> [Task instructions]
Using the records below, find every line that includes "frame" and copy it.

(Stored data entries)
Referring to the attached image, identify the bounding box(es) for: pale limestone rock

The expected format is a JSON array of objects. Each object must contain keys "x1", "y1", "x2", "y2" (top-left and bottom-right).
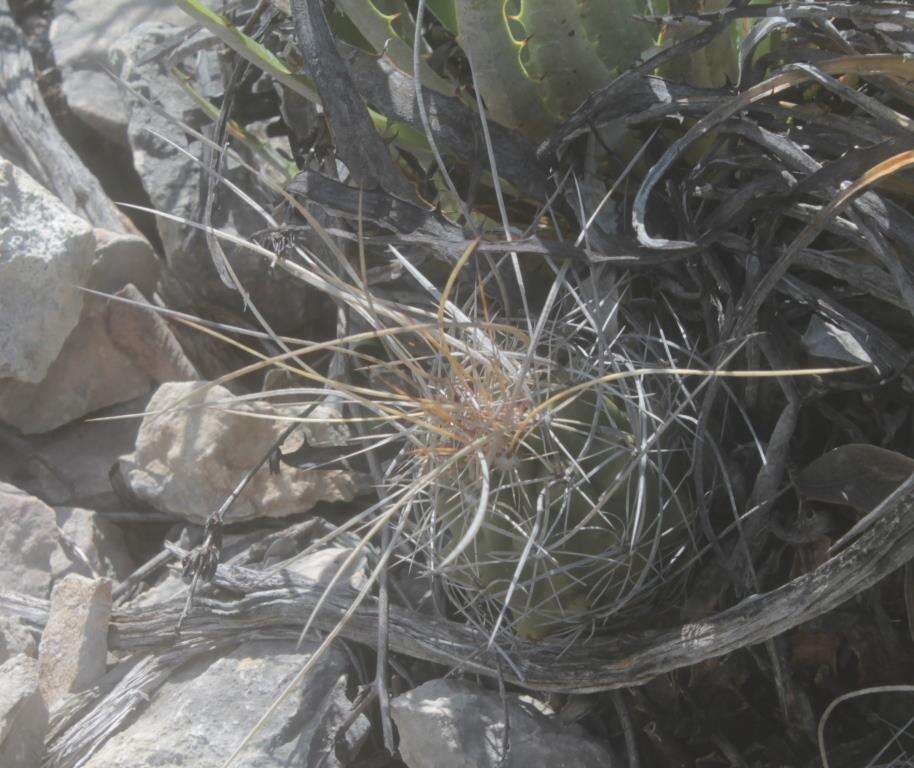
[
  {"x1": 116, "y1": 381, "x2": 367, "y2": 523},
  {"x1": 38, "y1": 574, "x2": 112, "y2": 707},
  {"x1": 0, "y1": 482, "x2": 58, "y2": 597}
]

==

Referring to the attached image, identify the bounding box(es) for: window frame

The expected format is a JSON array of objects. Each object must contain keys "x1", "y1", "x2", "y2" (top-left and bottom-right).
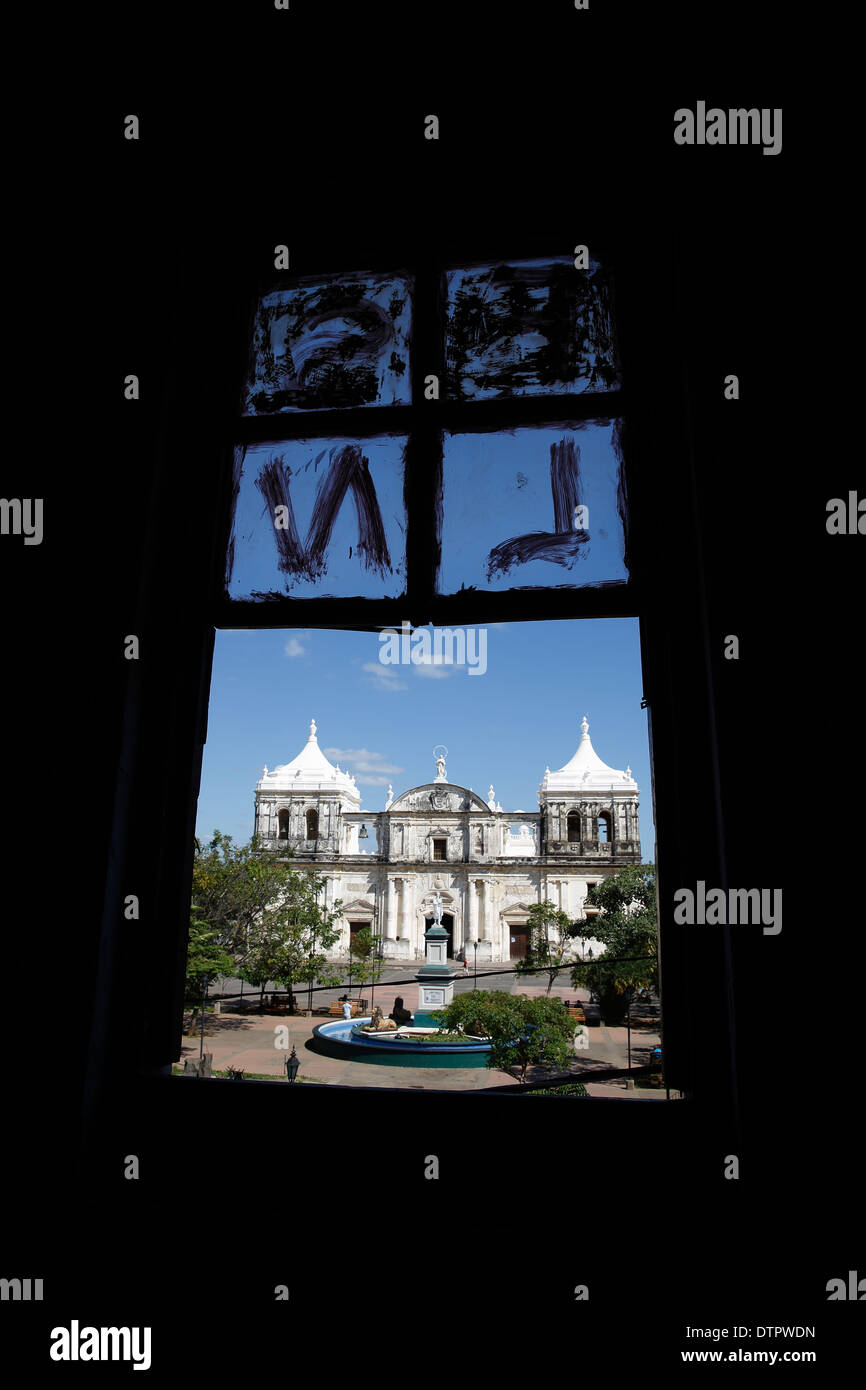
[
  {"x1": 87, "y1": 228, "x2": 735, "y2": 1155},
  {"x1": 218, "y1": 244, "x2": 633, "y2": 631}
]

...

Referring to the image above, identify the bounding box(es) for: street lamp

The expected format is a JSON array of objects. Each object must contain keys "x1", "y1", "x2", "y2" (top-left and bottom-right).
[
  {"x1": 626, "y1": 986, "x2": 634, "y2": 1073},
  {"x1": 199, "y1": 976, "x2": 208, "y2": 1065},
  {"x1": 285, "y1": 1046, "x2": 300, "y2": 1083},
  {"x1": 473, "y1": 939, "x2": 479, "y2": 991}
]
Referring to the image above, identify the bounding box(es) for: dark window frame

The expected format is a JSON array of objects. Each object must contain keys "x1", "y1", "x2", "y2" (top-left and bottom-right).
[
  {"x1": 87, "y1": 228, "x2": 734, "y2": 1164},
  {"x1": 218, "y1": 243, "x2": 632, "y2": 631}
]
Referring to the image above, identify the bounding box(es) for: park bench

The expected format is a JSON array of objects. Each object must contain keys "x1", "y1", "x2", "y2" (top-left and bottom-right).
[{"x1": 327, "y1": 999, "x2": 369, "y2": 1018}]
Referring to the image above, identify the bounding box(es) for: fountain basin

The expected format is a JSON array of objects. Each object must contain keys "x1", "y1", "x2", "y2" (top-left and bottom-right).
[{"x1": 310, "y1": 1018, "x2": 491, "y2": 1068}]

> [Result below]
Referring to the attached image, identify the bounding box(es) for: window frame
Referring to the image above, identify the bounding box(es) for: dark window frame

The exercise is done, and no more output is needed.